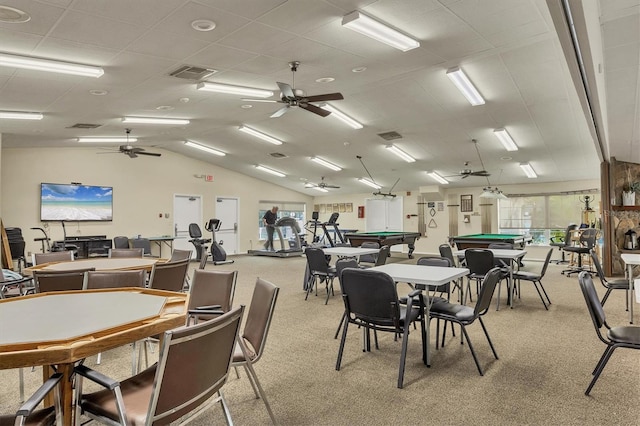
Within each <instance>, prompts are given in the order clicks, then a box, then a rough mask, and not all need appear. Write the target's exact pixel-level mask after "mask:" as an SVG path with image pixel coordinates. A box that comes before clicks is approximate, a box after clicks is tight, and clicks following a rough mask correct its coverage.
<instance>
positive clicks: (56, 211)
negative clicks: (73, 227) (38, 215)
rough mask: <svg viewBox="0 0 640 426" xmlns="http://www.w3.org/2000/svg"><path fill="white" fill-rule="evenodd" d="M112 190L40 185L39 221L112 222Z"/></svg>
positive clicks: (107, 189) (109, 189)
mask: <svg viewBox="0 0 640 426" xmlns="http://www.w3.org/2000/svg"><path fill="white" fill-rule="evenodd" d="M112 197H113V188H110V187H104V186H87V185H56V184H48V183H47V184H45V183H43V184H42V193H41V204H40V219H41V220H69V221H73V220H112V215H113V208H112V205H113V204H112Z"/></svg>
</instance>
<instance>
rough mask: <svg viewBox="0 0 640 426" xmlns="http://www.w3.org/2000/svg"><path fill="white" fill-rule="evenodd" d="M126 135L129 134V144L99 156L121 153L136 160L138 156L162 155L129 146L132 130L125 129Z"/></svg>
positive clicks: (106, 152) (139, 148) (127, 141)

---------------

● **THE TASK**:
All lines from the one that contains "</instance>" through the end of the listing above should be copied exactly, with nothing else.

● **RESULT FOR THIS EXERCISE**:
</instance>
<instance>
rough mask: <svg viewBox="0 0 640 426" xmlns="http://www.w3.org/2000/svg"><path fill="white" fill-rule="evenodd" d="M126 135L129 134V144L99 156L121 153L136 160L138 156L162 155L129 146L132 130L125 129Z"/></svg>
positive clicks: (106, 152) (139, 148) (127, 141)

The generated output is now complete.